• **Stated goal a**:
Answer these questions about the mailing-list post on 16-24 track recording:
(i) Which console does the writer use for pre-amps?
(ii) In what RAID configuration are four of the server's drives set up?
(iii) Which kernel version is the writer running?

>> start Selected text

[ardour-users] 16-24 track simultaneous recording - HW recommendations?

Dan Tepper dan at wintaper.com
Mon Jan 2 09:45:15 PST 2006


I'm doing exactly the same thing.

I'm using an RME HDSP-9652 (pci internal). When I built the system A/D
rack units were too expensive, so I went with REM 2 AE-8I expansion
cards for a total of 16 unbalanced inputs (around $480 for the 16 analog
ins) I've recently added an M-Audio Octane to take the system to 24
tracks. No problems whatsoever with synch. I plan on updating the A/D
cards to rack units when prices fall a bit more - but frankly in a live
recording situation, the differences between expensive converters is not
as apparent as it is in the studio.

For pre-amps I use a Soundcraft FX-16 console -- this is a great little
board that has 16 very good mic-pres and direct outs on each channel to
feed the RME card. I've even fed extra monitor mixes and done PA on a
Stick using aux sends while doing live recording. Since I have 24 inputs
to record but only 16 channel inputs - I usually return the additional
(up to) tracks back on the 4 stereo returns (just for monitoring anyway).

I'm using a Rapco 24 channel split snake. I don't use transformers
unless I need them - good ones are quite expensive and cheap ones really
kill the sound. I find if i draw power from the same outlet/phase as the
house system, 95% of the time there will be no ground loops or buzz.
Carry a beefy 100ft extension cord so you can get power from the
house/monitor consoles and you should be fine.

My computer is rather beefy - I'm using a Dell Poweredge 2600 server -
dual 2.0GHz xeons, 2.5GB ram. I have five 73GB Ultra 320 drives in it -
one for the boot/system and the other four in a RAID 0 configuration
driven by an Adaptec 2200S scsi raid card. The system weighs a ton
(90lbs) and I'm planning on picking up a guitar amp case to transport
it. To be safe - I always remove the hard drives before trasporting and
I carry the drives in a separate carrier design to transport swappable
drives. The vid card sux in the server - but i only use it while
capturing a show. In my home studio the server goes in another room and
i run ardour via a remote x-session across a 1GB switch. this works
fanatastic and means I can leave ther server at runlevel 3.

One thing that is very important in recording 20+ tracks live is using
the low-latency kernels. Even with all the hardware above - and running
on a very lean system - i still had occassional xrun problems until i
got the low-latency kernel patches working. Right now I am running
kernel 2.6.14.5 which I built explicitely for audio - including Ingo
Molnar's Realtime Kernel PreEmption patches. It took a bit of tinkering
to get the patch working - butwhat a difference!. Most people use the
CCRMA kernels to avoid this - however in my case the prebuilt CCRMA
kernels didn't run properly so i rolled my own. FYI - if you can get the
"egde" kernels working in CCRMA it is worth the effort as this kernel is
much better than their middle-of-the-road optimized kernel.

>> end Selected text
>> start Entries

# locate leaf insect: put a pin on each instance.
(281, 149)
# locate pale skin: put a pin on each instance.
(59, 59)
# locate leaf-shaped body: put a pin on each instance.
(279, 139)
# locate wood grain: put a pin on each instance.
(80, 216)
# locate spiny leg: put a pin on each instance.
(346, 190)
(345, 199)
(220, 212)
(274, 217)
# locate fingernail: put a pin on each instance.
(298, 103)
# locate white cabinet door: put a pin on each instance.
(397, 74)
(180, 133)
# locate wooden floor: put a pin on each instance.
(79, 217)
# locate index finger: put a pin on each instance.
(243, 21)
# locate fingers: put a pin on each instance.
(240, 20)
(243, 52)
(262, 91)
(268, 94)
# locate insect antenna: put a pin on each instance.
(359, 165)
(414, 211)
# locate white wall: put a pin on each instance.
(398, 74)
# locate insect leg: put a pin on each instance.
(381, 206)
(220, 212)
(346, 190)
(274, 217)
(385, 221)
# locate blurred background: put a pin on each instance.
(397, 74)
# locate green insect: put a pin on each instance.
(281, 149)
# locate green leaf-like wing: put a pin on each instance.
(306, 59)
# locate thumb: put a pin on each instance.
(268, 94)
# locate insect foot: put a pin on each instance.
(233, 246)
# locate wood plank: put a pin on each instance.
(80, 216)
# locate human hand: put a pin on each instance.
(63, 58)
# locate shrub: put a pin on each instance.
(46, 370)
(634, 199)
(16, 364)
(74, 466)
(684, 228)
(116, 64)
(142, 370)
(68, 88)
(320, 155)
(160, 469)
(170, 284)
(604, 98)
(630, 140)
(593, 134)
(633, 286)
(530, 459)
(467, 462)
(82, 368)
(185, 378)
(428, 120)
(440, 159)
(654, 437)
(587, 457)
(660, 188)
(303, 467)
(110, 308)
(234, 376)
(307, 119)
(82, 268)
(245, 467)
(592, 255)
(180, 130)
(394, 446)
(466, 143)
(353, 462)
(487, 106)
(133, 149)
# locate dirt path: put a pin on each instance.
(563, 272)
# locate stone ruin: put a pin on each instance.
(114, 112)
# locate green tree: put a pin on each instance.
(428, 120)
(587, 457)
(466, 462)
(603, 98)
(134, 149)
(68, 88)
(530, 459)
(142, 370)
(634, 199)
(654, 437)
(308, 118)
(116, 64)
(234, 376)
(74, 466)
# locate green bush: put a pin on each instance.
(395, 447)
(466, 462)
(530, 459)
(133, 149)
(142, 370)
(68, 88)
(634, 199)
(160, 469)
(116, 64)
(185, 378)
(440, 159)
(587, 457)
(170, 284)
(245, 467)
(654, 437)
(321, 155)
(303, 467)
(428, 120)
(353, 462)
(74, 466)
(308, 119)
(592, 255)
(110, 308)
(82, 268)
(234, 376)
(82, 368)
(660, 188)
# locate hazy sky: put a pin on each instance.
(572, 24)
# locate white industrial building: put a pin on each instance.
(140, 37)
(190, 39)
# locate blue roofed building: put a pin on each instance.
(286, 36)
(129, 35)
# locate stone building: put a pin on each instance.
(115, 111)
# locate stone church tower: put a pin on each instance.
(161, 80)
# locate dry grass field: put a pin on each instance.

>> end Entries

• **Stated goal b**:
Scale the listing from the line that contains "# locate wood plank: put" through the final line of the listing. Rewrite every line in that span, requests included, with each coordinate in the answer points multiplied by 2.55 and rounded to a whole number, halves rounded up.

• **Reply a**:
(i) A Soundcraft FX-16 console.
(ii) RAID 0.
(iii) Kernel 2.6.14.5.

• **Reply b**:
# locate wood plank: put a pin on each instance.
(204, 551)
# locate human hand: put a pin on each instance.
(161, 148)
# locate shrub: put a pin on each instance.
(117, 944)
(1617, 507)
(41, 928)
(189, 1188)
(1744, 581)
(296, 163)
(362, 944)
(173, 224)
(816, 395)
(408, 1196)
(434, 724)
(1540, 250)
(1607, 357)
(1512, 342)
(1614, 729)
(1352, 1170)
(1191, 1178)
(209, 938)
(472, 964)
(1091, 306)
(1122, 405)
(1668, 1114)
(1497, 1165)
(1683, 479)
(773, 1191)
(281, 785)
(597, 959)
(783, 303)
(209, 683)
(625, 1191)
(1510, 650)
(459, 332)
(1005, 1137)
(1188, 365)
(900, 1178)
(1242, 270)
(339, 380)
# locate dirt path: put a pin on each instance.
(1436, 694)
# locate stone ruin: put a pin on each instance.
(291, 286)
# locate green tree: put a pin on each instance.
(1091, 306)
(1497, 1165)
(1188, 1178)
(1538, 250)
(342, 380)
(173, 224)
(1352, 1170)
(362, 944)
(1617, 507)
(1668, 1114)
(785, 301)
(296, 163)
(597, 959)
(189, 1188)
# locate green bush: put a pin on each instance.
(1007, 1140)
(1188, 1178)
(1352, 1170)
(339, 380)
(362, 944)
(173, 224)
(1617, 507)
(408, 1196)
(296, 163)
(472, 964)
(1122, 405)
(1497, 1165)
(434, 724)
(625, 1191)
(1668, 1114)
(819, 395)
(773, 1191)
(1091, 306)
(900, 1178)
(189, 1188)
(785, 303)
(1510, 650)
(281, 785)
(209, 683)
(597, 959)
(209, 938)
(1683, 479)
# locate hazy sky: put a pin on each instance.
(1459, 61)
# locate white industrial building: put a pin on each instance.
(357, 94)
(485, 99)
# locate blue roofed building: put a pin on each instance.
(729, 92)
(329, 89)
# locate stone building: put a pin on each instance.
(293, 283)
# locate stone church tower: put a pin on each instance.
(411, 204)
# locate dry grass field: put a pin on each instance.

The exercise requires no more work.